[Raw records]
• • • • •

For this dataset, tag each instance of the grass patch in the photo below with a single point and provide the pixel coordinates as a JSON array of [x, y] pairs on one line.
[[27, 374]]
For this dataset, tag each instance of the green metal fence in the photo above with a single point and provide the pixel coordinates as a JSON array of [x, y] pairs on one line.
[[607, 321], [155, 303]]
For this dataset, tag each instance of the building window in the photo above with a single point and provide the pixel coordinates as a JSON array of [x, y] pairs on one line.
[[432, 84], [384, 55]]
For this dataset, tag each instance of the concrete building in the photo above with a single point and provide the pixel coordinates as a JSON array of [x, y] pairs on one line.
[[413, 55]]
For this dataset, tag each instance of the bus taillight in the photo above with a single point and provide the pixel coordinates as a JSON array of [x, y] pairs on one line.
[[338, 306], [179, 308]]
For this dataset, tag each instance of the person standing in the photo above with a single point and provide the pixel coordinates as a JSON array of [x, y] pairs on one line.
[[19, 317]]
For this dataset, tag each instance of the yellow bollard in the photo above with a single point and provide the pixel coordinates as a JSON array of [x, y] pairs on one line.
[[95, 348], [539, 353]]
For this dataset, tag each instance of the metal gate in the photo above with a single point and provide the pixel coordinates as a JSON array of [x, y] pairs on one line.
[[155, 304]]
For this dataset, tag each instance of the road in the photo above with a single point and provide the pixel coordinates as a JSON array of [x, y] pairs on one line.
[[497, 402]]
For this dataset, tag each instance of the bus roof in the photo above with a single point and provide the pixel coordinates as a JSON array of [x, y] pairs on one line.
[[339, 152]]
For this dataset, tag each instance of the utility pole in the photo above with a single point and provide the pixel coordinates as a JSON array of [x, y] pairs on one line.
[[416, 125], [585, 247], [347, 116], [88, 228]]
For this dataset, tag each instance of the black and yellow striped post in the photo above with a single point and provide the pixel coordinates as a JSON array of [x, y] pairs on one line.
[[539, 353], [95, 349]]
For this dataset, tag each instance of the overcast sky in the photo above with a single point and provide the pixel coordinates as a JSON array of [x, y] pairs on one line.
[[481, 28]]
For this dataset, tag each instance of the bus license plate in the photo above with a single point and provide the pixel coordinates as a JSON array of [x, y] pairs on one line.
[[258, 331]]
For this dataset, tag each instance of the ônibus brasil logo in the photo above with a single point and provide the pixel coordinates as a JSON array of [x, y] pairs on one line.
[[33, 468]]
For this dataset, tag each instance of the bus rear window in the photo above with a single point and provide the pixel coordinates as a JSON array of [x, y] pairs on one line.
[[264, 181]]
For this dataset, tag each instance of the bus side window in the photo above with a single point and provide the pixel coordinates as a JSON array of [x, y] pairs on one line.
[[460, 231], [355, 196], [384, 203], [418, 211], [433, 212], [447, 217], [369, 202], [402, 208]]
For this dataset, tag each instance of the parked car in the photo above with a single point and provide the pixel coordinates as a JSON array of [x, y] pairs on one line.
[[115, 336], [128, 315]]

• • • • •

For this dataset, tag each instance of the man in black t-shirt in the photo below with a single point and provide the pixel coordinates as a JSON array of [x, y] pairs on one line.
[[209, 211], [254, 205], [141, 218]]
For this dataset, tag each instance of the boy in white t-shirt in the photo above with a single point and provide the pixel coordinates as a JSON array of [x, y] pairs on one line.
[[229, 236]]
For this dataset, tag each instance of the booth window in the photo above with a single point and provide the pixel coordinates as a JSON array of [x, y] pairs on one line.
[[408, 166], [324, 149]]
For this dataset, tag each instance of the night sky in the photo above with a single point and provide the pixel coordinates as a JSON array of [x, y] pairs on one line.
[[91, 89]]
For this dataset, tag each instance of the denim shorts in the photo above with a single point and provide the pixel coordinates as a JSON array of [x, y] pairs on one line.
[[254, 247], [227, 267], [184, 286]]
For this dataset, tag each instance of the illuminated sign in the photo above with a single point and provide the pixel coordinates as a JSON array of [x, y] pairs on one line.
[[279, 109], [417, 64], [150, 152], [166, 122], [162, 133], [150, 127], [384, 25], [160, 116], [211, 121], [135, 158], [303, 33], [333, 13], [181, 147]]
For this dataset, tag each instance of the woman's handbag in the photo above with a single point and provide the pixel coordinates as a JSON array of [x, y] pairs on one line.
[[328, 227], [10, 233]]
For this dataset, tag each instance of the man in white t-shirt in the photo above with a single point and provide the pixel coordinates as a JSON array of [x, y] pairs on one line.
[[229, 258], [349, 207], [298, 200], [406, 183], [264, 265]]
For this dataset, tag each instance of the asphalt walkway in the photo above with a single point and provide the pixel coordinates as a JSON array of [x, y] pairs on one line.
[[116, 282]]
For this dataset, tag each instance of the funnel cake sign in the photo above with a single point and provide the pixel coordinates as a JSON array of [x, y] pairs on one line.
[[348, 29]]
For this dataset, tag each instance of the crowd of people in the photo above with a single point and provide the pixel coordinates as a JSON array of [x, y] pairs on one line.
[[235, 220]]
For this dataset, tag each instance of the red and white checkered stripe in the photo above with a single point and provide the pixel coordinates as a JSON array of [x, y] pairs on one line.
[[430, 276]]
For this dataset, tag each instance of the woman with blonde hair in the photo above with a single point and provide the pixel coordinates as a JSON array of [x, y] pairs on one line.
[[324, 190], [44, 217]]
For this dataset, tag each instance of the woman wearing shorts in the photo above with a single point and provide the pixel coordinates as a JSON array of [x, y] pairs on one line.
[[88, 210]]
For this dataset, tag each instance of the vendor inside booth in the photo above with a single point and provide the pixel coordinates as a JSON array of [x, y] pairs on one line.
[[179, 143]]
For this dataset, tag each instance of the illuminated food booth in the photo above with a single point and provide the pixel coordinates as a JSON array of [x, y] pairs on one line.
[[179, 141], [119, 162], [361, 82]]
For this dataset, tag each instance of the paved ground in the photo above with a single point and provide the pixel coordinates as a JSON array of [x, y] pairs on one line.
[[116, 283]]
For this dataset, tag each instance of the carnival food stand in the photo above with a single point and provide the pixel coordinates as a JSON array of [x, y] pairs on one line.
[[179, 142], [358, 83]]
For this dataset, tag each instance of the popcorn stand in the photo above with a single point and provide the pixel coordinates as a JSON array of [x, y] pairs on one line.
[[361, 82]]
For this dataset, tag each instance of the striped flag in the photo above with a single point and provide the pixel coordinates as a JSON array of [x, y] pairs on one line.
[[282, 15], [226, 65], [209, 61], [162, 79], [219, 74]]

• • • • •

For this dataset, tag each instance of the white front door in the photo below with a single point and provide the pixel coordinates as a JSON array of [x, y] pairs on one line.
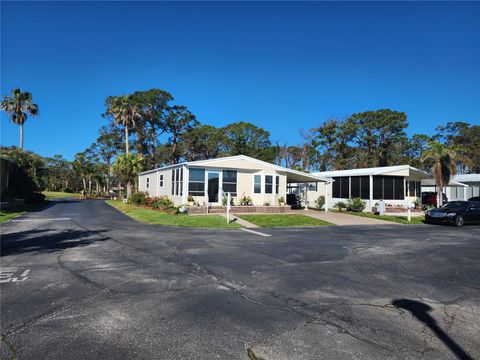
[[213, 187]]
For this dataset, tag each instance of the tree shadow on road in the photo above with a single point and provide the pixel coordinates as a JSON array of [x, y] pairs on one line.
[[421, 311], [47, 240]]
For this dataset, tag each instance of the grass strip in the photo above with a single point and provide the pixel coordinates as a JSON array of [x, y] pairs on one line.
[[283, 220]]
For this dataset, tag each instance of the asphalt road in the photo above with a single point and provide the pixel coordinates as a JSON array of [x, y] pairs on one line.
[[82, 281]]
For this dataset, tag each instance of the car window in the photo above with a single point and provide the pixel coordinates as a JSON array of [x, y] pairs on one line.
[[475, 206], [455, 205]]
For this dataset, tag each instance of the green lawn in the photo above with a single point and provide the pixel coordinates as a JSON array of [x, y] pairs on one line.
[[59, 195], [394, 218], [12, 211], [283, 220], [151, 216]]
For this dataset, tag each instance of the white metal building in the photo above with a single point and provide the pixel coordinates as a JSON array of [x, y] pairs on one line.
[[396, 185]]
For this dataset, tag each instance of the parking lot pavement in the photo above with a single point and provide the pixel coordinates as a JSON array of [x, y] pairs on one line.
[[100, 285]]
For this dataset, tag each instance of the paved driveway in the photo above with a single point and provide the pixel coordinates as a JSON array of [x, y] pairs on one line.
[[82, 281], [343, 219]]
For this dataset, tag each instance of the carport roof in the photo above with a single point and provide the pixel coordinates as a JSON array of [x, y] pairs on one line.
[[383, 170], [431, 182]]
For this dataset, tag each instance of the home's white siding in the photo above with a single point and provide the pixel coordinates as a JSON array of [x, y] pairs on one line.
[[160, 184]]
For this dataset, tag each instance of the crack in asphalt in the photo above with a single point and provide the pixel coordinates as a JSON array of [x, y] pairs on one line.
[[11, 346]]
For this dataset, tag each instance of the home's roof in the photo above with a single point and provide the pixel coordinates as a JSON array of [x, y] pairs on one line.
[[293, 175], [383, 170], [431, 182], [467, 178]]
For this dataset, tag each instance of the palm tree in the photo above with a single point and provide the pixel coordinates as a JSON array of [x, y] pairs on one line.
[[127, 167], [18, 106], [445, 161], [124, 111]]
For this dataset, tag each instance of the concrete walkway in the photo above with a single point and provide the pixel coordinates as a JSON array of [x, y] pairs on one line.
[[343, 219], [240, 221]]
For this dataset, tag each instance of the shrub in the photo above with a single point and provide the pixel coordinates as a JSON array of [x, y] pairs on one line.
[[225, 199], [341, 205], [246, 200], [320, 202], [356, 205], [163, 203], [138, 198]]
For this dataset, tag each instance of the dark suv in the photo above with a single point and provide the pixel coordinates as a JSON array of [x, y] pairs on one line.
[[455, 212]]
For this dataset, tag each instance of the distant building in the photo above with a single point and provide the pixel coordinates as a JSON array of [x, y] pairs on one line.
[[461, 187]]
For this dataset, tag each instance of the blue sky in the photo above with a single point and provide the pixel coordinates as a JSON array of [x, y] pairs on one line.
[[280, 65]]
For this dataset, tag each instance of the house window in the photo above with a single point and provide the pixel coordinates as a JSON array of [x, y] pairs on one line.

• • • • •

(Exercise objective) Rewrite everything from the line containing "For this dataset, tag each instance of the grass patch" down to the line containing "[[432, 84], [384, 55]]", putting "single marker" wherever "single point" appears and keeping all else in those lines unchanged.

(Full answer)
For this dataset, tag each instance of the grass patch in the photo below with a single marker and provide the pixel coordinates as a JSON array of [x, y] pairs on one line.
[[27, 374]]
For this dataset, tag each instance of the green metal fence in the photo above with a single marker and provide the pixel coordinates as a JSON array of [x, y] pairs on one line.
[[607, 321], [155, 303]]
For this dataset, tag each instance of the building window in the photo above with a single marker and provide the pixel coordinates as a JSON array of [x, y] pairs on one line.
[[432, 84], [384, 55]]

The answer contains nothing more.